▶ _Texto fornecido_:
A Tortura do Silêncio

Outro grande clássico do mestre do suspense Alfred Hitchcock. Aqui o diretor decidiu lidar com um tema controverso, um dogma da igreja católica, o segredo da confissão. Na trama esse aspecto é muito bem explorado. Inesperadamente o empregado de uma paróquia resolve se confessar ao padre Michael Logan (Montgomery Clift) revelando que acabara de assassinar um advogado após um assalto mal sucedido. Para isso ele tinha até mesmo usado a própria batina do religioso, que havia sido roubada de seus aposentos. Como fruto de confissão, Logan agora não poderia mais contar a verdade para a polícia. O pior de tudo é que o inspetor Larrue (Karl Malden) começa a desconfiar que o próprio padre foi de fato autor do crime, afinal todas as pistas parecem apontar para seu lado, inclusive um complicado relacionamento dele com a bela Ruth Grandfort (Anne Baxter), uma mulher casada que estava sendo chantageada pelo mesmo advogado que foi morto. E agora, conseguirá o Padre Logan provar sua inocência sem romper seu juramento de nunca revelar as confissões de seus fiéis?

Provavelmente um dos mais bem elaborados filmes do mestre Alfred Hitchcock. Aqui ele coloca vários dogmas da fé católica na berlinda, ao mostrar um padre que não pode romper o segredo da confissão ao mesmo tempo em que tenta provar sua inocência em razão de um crime que nunca cometeu. Outro ponto interessante é a forma como Hitchcock lida com o celibato dos padres. Logan tem um amor em seu passado, quando era apenas um jovem prestes a ir para a guerra, justamente uma mulher casada que mesmo após tantos anos não consegue esquecer. A montagem do quebra-cabeças acaba levando o padre, um homem de grande fibra moral, ao desprezo público. Todos o consideram culpado, apenas pelo fato de ser um homem religioso que se encontrava com um antigo amor. Será que ele não merecia nem ao menos um voto de confiança? Como pode um homem tão bom e íntegro ser desacreditado assim, praticamente da noite para o dia?

O papel do torturado e existencial Padre Logan se mostra ideal para Montgomery Clift. A fragilidade física do ator, aliada a uma grande fibra espiritual, se mostra perfeita para a proposta do enredo. Há uma cena em que Hitchcock faz um paralelo muito perspicaz sobre o verdadeiro calvário que seu personagem passa. Enquanto ele anda a esmo, na rua, em profundo conflito interior por tudo o que passa, surge em primeiro plano, no alto de uma igreja, uma imagem de Cristo e os soldados romanos durante sua penosa caminhada rumo ao calvário. Um efeito até mesmo simples, mas muito significativo do mestre do suspense. A imagem funciona assim como uma materialização de tudo aquilo que o pobre padre passa naquele momento. A vivência mais plena do que é ser cristão de verdade. A acusação infundada, o abandono por parte de seus próprios fiéis, o escárnio público e a condenação sem provas consistentes.

▶ _Desafio A_: Com base no texto sobre o filme A Tortura do Silêncio, indique se cada afirmação a seguir está de acordo com ele, respondendo sim ou não e citando literalmente as palavras decisivas: (i) o assassino usou a batina do padre, roubada de seus aposentos; (ii) o inspetor Larrue passa a suspeitar de Ruth Grandfort; (iii) o amor do passado de Logan surgiu quando ele era um jovem prestes a ir para a guerra.
▶ _Desafio B_: Dê continuidade ao texto sobre o filme A Tortura do Silêncio a partir do ponto em que ele termina.

▶ _Material_:
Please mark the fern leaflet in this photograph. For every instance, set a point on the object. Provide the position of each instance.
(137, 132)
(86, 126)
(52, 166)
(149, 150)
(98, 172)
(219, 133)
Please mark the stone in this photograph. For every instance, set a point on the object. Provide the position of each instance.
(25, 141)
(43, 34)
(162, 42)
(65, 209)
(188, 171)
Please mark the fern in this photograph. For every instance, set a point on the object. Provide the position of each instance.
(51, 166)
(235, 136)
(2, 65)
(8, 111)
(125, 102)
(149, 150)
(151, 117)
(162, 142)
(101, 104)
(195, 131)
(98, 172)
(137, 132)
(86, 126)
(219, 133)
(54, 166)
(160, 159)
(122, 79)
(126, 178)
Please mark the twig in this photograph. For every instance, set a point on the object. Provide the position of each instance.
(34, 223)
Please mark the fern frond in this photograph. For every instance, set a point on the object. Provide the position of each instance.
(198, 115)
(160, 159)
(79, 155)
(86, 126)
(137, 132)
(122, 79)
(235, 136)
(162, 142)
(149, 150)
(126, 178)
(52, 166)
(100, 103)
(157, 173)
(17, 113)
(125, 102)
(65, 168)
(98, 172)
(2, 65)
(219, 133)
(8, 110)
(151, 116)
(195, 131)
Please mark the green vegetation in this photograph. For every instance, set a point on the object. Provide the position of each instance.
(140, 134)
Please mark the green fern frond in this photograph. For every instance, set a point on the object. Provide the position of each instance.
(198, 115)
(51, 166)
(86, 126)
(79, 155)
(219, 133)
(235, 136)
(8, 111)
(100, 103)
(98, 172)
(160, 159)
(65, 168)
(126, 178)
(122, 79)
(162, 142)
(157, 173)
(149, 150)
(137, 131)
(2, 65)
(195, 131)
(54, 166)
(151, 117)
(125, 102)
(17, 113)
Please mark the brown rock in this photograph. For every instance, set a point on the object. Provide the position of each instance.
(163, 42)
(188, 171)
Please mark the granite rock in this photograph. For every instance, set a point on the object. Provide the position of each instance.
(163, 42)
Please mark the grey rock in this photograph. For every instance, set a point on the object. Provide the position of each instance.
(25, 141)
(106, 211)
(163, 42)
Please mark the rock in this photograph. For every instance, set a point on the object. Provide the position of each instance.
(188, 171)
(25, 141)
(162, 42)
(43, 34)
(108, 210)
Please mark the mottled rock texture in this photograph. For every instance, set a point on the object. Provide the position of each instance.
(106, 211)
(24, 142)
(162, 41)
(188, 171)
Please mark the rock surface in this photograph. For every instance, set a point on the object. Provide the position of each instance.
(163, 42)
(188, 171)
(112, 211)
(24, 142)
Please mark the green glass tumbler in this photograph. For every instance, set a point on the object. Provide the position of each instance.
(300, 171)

▶ _Resposta do exercício A_:
(i) Sim: "Para isso ele tinha até mesmo usado a própria batina do religioso, que havia sido roubada de seus aposentos."
(ii) Não: "o inspetor Larrue (Karl Malden) começa a desconfiar que o próprio padre foi de fato autor do crime"
(iii) Sim: "Logan tem um amor em seu passado, quando era apenas um jovem prestes a ir para a guerra"

▶ _Resposta do exercício B_:
Por falar no diretor, ele é a primeira pessoa que surge em cena, no alto de uma grande escadaria logo na abertura do filme. Hitchcock sempre fazia essas pequenas aparições em suas produções e aqui o momento é mais do que divertido. Por trás da diversão também havia um aspecto sério a se considerar. A impressão que passa é que o cineasta tentava exorcizar mais um de seus conflitos internos com o filme. Como se sabe Hitchcock tinha uma relação de amor e ódio em relação ao catolicismo, algo que aqui ele acaba passando para a tela. Ao mesmo tempo em que martiriza seu personagem principal, o padre, também o enche de muita dignidade e honestidade. O transforma em um santo perseguido. Uma cristalina imagem do que ele próprio sentia em relação à Igreja de Roma. Assim fica a recomendação desse grande trabalho do genial diretor. Fé, conflito espiritual, tentação, injustiça, mentira e hipocrisia formam o núcleo de uma trama simplesmente brilhante. Assista e entenda porque Hitchcock foi um dos maiores gênios da história do cinema.

A Tortura do Silêncio (I Confess, Estados Unidos, 1953) Estúdio: Warner Bros / Direção: Alfred Hitchcock / Roteiro: George Tabori, William Archibald / Elenco: Montgomery Clift, Anne Baxter, Karl Malden / Sinopse: Jovem padre passa a ser o principal suspeito de um crime de assassinato. Ele é inocente e sabe quem foi o verdadeiro culpado, mas não pode contar para os policiais pois esse segredo lhe foi passado em confissão, ao qual ele tem que manter sigilo por causa de um dogma de fé da igreja católica. Filme indicado no Cannes Film Festival na categoria de Melhor Direção (Alfred Hitchcock).

Pablo Aluísio.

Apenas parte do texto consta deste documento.